### Your instructions:
Which lines in the listing below contain the word "door"? Copy each of them.

### Excerpted records:
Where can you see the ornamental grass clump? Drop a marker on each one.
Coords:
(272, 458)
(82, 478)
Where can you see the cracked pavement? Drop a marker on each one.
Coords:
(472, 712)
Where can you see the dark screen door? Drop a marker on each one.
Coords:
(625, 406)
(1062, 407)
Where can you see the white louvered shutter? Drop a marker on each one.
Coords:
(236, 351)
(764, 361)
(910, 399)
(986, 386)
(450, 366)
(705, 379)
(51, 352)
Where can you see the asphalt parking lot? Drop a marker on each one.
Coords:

--

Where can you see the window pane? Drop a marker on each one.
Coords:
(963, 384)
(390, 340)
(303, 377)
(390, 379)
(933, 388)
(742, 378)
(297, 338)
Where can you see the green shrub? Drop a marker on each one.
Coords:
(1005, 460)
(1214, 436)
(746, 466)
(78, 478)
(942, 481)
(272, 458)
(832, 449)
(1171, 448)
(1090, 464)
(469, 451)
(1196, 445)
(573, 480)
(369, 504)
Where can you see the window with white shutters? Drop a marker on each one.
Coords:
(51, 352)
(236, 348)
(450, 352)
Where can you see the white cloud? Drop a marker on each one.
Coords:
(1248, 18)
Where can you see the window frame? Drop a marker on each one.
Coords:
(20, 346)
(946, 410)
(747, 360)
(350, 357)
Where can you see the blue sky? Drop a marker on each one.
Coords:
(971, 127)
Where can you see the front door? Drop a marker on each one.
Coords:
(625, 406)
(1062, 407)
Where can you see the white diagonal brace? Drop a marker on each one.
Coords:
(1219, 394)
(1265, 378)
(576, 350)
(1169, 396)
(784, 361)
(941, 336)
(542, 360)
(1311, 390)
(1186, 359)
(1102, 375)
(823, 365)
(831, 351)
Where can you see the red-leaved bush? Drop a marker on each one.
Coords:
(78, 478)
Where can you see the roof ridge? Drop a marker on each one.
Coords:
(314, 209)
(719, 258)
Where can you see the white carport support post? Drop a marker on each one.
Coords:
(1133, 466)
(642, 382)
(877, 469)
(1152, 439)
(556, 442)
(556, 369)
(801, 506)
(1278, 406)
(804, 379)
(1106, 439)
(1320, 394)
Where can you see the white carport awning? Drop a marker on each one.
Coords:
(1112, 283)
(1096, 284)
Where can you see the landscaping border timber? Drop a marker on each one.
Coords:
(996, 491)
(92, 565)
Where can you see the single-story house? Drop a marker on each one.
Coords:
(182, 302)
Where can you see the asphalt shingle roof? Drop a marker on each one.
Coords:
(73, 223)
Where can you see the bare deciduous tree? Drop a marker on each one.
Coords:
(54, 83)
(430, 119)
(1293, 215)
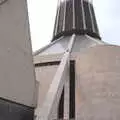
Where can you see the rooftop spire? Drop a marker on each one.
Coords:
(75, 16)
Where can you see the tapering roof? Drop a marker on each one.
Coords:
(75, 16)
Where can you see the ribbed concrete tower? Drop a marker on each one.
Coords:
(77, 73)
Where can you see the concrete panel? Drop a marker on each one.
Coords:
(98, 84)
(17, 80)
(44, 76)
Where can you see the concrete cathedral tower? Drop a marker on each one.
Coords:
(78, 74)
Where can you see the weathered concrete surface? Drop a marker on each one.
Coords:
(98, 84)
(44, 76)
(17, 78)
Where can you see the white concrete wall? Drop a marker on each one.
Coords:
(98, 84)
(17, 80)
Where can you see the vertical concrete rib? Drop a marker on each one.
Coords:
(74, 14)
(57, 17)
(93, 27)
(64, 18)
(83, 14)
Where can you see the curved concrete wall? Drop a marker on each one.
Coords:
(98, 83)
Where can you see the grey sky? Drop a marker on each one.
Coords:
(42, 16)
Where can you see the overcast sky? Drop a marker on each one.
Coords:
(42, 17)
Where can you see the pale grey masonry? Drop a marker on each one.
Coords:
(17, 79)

### Output for this exercise:
Where can you see the dark screen door? Drop a marker on each one.
Where can you see the front door? Drop a marker on each one.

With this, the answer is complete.